=== TRAVAIL À RÉALISER ===
Extrayez du matériau ci-dessous chaque ligne qui contient le mot « each ».

=== DONNÉES FOURNIES ===
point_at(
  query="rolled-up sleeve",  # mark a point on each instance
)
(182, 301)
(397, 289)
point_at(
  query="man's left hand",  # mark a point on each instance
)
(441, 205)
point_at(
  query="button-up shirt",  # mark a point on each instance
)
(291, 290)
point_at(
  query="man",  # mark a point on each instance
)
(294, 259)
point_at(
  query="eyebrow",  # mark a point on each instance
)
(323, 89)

=== TÂCHE ACCOMPLIE ===
  query="rolled-up sleeve",  # mark a point on each instance
  query="man's left hand",  # mark a point on each instance
  query="button-up shirt",  # mark a point on each instance
  query="man",  # mark a point on each instance
  query="eyebrow",  # mark a point on each instance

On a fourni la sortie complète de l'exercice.